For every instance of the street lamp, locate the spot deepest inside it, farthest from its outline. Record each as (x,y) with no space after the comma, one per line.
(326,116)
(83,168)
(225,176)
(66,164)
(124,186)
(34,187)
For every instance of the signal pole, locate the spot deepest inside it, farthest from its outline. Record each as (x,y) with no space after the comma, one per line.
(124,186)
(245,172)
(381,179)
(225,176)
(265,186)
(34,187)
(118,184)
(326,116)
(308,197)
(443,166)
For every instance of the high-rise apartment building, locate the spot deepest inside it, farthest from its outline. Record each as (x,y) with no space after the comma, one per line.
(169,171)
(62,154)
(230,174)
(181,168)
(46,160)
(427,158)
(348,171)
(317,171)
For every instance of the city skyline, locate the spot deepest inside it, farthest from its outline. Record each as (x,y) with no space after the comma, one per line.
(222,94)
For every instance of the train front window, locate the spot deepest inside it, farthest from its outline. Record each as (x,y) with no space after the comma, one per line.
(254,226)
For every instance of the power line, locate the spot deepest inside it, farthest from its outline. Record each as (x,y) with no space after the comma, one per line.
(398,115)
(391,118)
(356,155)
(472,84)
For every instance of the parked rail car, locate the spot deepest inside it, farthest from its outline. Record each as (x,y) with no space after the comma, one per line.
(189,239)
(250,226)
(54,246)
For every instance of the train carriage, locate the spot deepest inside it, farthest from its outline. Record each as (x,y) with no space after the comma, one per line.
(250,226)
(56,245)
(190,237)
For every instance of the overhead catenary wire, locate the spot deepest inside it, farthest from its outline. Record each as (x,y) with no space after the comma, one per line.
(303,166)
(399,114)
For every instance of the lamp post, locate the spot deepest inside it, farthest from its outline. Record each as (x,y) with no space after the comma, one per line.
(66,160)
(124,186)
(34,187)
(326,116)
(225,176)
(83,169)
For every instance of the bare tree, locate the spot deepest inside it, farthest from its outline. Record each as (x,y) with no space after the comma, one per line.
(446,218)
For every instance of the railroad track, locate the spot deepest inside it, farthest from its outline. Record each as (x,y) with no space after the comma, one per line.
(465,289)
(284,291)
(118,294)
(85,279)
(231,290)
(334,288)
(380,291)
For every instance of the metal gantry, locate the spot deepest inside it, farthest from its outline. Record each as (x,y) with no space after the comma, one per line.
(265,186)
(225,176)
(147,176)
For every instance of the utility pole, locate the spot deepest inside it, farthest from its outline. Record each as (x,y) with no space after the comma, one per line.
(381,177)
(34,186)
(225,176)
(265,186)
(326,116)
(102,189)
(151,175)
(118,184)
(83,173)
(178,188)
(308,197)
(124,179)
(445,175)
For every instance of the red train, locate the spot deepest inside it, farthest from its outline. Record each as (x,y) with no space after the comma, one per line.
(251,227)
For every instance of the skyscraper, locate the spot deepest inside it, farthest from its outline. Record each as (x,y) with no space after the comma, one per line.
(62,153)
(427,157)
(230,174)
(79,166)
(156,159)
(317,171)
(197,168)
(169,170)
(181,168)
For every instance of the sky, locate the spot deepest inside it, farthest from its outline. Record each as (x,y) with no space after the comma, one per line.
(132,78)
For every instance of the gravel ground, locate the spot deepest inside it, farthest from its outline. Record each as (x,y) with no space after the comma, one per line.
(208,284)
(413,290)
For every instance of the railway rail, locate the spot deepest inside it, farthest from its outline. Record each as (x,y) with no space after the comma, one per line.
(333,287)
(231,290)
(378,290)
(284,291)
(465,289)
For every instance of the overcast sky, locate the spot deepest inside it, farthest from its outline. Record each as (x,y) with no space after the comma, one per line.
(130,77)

Instructions for the task - The entries above must be returned in full, exactly as shown.

Exercise output -
For every instance of the street lamp, locate the spot deepest inside it, farthest from its outline. Record each as (x,y) with no space after the comma, one per line.
(326,116)
(83,168)
(225,176)
(66,164)
(124,186)
(34,187)
For every instance of the signal pole, locate the spot deepest inside it, farthest from its outline. Record each as (x,y) with no space after the comma, one per line.
(124,186)
(245,172)
(381,179)
(225,176)
(265,186)
(34,187)
(118,184)
(326,116)
(308,197)
(443,166)
For every instance of the high-rise apartment building, locate the spot deepest inside it, farthest from its outline. Record each as (x,y) with no space after the comma, one per line.
(169,171)
(62,154)
(230,174)
(181,168)
(46,160)
(427,158)
(348,171)
(317,171)
For every instance of the city skyline, locate the spot deepest inside it, farthest from its outline. Record each as (x,y) with no space after the comma, one per line.
(222,94)
For every instance of the train front window, locate the spot deepest inside it, farthest from its outline. Record each as (x,y) with no space after the comma, one per line.
(254,226)
For every instance of the power line, locate the spot deepest inside it, farthest from its outline. Record each as (x,y) with no space after the comma, one per line.
(398,115)
(391,118)
(356,155)
(472,84)
For every instance of the parked rail car, locate the spot deepest inside it, farthest from its outline. Record each as (x,y) with no space after the comma, one per line.
(189,239)
(250,226)
(54,246)
For every instance of the train carriage, locate the spot deepest inside it, farthest from its outline. Record each as (x,y) with no space after the comma, one per line.
(250,226)
(56,245)
(190,237)
For every instance of the overhead catenary wire, locate the spot deepest inside it, farthest from its outline. Record each as (x,y) with no space after the comma, one per line.
(303,166)
(399,114)
For every instance of the lamp post, locate the spot deepest inside it, farthest from its outline. Record each as (x,y) with no space after the comma, one per line.
(66,160)
(124,186)
(34,187)
(326,116)
(225,176)
(83,169)
For every instance of the bare tree, locate the spot deepest inside it, farthest from its outline. Record each as (x,y) with no space after the comma, one per line.
(446,218)
For every instance of the railroad track, locate the spot deepest inside it, farthest from its outline. Record each as (x,y) with no space after the comma, one per line.
(465,289)
(284,291)
(118,294)
(85,279)
(231,290)
(334,288)
(380,291)
For every instance of the metal gantry, locate the spot deepest inside it, farthest from its outline. Record each as (x,y) with no space after the comma, one per line.
(265,186)
(225,176)
(147,176)
For every instance of the utility pole, locate the spot deepest inside it, farthest from its outline. Record each as (x,y) with no space after the comma, one per line.
(381,177)
(34,186)
(225,176)
(265,186)
(326,116)
(102,189)
(151,175)
(118,184)
(83,173)
(178,188)
(308,197)
(124,179)
(445,175)
For every instance of the red train, locate the spot deepest inside it, farthest from its outline. Record each as (x,y) with no space after the comma, one per line.
(251,227)
For every instance of the skyscraper, locate the spot deepest inside it, farthest from its outline. Record each as (x,y) with no space after the comma, one per line.
(62,153)
(427,157)
(230,174)
(79,166)
(156,159)
(317,171)
(197,168)
(169,170)
(181,168)
For every instance of the sky, locate the spot deepest inside it, farthest from its outline. Record each as (x,y) with no space after the comma, one per line.
(132,78)
For every instance of the gravel ground, locate the spot deepest inside it, farthest from its outline. Record each as (x,y) with no space after the comma, one per line.
(208,284)
(413,290)
For every instance of the railway rail, locate the spot deepest inside it, farthest from its outline. Record each as (x,y) with no space after the comma, one per line.
(333,287)
(231,290)
(378,290)
(284,291)
(465,289)
For every instance of the overcast sky, locate the spot deepest inside it, farthest from its outline. Record each as (x,y) with no space after the comma, one per line.
(130,77)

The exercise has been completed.